[Data for this exercise — start]

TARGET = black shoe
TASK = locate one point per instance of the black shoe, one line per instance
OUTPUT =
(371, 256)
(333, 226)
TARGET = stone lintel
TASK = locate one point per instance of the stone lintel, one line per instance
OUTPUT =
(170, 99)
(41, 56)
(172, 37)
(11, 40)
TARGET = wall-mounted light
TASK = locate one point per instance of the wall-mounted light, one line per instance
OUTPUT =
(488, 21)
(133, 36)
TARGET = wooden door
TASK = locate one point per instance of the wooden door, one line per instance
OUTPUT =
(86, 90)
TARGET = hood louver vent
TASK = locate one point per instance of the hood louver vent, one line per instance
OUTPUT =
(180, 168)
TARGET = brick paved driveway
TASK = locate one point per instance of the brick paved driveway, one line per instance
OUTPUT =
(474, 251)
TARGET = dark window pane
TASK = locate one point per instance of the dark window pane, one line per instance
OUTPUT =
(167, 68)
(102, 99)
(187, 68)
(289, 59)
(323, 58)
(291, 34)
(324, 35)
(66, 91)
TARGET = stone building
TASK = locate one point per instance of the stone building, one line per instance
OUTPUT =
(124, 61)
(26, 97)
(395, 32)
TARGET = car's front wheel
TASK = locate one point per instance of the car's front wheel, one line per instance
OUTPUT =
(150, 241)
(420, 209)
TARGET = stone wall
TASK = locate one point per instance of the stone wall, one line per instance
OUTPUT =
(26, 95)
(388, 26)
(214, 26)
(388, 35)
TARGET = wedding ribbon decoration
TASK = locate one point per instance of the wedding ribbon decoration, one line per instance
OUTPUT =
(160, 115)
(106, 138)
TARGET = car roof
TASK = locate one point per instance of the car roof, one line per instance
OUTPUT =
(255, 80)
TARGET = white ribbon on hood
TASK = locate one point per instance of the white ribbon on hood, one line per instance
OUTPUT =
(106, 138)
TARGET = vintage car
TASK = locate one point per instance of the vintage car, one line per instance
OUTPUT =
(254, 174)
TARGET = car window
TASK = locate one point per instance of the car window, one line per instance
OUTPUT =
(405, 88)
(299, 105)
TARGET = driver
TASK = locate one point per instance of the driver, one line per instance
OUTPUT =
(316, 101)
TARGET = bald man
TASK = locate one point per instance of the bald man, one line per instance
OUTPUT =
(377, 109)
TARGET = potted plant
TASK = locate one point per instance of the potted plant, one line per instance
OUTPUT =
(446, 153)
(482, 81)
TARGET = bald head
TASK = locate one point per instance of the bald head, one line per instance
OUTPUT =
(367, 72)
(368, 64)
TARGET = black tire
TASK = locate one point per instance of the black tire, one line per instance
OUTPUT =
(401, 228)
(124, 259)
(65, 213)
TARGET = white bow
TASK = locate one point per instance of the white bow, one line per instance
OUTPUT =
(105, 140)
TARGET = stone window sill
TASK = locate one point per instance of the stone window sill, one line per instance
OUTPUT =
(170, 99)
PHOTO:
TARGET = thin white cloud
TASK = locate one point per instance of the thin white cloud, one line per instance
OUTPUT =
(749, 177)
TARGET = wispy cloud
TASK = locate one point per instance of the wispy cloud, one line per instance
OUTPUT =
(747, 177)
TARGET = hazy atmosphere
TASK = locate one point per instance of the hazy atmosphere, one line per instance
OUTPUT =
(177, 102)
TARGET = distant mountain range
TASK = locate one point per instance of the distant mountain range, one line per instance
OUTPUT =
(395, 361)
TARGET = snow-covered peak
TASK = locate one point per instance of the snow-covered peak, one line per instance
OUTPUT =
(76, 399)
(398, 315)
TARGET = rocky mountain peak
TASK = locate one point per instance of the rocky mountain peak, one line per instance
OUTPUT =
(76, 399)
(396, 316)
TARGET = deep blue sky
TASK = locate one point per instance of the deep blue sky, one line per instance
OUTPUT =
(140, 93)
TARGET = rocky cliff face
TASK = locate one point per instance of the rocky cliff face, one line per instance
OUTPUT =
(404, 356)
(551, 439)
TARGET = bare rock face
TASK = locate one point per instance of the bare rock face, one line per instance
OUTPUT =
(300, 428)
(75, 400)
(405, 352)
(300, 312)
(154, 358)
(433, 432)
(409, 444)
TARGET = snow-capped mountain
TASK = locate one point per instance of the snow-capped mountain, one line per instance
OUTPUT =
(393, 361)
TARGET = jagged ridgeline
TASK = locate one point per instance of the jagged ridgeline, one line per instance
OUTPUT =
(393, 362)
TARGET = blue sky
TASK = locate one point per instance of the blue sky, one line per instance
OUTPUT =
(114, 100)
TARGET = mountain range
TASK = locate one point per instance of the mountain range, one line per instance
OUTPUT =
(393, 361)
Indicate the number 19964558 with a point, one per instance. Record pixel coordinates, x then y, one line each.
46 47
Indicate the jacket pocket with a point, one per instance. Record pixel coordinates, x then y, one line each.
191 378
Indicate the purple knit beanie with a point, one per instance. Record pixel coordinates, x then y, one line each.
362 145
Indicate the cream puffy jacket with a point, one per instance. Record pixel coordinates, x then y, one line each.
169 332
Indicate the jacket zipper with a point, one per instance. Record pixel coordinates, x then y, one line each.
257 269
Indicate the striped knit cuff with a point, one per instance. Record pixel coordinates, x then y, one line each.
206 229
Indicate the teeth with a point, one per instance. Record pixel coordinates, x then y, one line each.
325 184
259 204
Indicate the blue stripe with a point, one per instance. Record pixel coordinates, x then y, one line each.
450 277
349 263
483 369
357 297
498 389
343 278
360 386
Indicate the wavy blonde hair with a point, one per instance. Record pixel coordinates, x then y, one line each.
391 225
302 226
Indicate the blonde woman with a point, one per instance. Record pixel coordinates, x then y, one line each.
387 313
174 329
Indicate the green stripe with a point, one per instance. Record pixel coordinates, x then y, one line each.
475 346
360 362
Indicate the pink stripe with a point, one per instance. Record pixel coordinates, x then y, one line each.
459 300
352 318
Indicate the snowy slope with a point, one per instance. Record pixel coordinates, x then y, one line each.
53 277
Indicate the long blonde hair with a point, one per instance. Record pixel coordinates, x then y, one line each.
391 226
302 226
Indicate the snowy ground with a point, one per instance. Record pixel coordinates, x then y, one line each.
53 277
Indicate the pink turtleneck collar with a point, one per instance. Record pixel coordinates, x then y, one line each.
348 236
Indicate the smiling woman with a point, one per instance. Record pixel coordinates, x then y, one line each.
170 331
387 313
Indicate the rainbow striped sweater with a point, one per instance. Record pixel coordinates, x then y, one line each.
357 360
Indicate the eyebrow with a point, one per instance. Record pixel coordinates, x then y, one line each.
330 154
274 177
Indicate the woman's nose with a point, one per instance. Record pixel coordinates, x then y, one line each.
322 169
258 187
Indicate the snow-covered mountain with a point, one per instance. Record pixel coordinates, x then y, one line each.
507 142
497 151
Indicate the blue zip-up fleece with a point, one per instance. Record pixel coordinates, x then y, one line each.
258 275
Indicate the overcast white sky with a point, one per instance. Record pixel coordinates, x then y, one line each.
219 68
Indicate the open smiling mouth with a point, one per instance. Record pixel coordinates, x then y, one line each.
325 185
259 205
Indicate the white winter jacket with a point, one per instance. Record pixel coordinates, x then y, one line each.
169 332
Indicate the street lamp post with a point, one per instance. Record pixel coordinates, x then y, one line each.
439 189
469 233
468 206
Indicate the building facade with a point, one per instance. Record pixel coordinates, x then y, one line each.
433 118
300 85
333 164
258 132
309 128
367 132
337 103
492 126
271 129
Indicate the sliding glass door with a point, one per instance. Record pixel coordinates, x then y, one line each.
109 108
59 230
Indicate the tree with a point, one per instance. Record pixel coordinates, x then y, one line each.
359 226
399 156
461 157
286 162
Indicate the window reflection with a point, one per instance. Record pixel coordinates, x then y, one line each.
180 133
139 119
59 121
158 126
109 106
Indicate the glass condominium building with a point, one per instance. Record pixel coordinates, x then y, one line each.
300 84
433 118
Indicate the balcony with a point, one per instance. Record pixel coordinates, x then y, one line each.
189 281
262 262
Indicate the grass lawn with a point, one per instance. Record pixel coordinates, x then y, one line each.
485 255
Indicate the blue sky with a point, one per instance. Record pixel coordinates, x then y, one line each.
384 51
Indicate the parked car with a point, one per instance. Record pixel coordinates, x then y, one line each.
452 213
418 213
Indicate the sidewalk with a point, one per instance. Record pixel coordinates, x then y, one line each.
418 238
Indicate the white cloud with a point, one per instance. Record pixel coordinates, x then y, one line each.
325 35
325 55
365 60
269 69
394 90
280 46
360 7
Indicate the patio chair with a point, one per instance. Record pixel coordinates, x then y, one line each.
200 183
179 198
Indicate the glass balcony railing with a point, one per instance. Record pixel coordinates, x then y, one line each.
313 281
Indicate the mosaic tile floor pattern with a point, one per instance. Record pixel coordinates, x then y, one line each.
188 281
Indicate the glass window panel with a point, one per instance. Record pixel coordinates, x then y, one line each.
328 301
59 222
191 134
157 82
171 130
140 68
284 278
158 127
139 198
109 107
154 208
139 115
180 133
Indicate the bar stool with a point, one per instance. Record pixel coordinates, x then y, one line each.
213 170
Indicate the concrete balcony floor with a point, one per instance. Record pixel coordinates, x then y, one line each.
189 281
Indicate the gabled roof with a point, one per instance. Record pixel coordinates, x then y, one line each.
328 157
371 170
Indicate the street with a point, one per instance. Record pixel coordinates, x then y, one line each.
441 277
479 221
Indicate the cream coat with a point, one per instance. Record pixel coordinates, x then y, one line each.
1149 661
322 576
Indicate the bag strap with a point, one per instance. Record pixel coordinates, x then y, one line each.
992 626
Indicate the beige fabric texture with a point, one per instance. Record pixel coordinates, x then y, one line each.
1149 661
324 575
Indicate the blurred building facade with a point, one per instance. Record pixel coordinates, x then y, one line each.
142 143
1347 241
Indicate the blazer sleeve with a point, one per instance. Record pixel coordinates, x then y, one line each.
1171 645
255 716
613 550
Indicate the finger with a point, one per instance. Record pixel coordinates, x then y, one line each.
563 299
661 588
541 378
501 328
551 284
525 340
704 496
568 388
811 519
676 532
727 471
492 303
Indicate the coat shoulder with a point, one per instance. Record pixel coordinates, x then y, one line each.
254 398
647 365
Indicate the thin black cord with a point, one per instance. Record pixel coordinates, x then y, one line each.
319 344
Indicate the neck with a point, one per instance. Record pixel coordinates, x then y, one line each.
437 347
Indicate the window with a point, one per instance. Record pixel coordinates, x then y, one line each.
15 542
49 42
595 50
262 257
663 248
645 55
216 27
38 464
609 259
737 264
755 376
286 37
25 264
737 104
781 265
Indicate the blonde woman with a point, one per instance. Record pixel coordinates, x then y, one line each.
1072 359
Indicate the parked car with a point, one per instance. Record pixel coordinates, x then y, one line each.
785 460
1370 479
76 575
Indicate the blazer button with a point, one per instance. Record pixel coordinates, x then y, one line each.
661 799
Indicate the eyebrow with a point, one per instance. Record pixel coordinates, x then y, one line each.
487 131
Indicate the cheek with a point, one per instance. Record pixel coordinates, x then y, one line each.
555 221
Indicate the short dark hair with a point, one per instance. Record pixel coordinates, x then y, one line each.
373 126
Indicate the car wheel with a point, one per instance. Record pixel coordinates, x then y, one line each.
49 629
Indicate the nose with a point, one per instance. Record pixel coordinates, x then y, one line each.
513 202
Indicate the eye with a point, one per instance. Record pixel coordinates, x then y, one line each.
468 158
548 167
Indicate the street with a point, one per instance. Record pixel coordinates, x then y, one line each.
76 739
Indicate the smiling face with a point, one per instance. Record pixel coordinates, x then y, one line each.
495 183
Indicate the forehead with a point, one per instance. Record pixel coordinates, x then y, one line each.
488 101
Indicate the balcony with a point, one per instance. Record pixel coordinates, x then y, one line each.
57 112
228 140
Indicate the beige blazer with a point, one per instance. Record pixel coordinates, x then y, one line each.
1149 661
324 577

[Data for this exercise — finish]

#### [Directions]
Where a line in the material above holds "deep", copy that line.

#### [Answer box]
TARGET = deep blue sky
TASK = locate one point per instance of the deep blue sky, one line per instance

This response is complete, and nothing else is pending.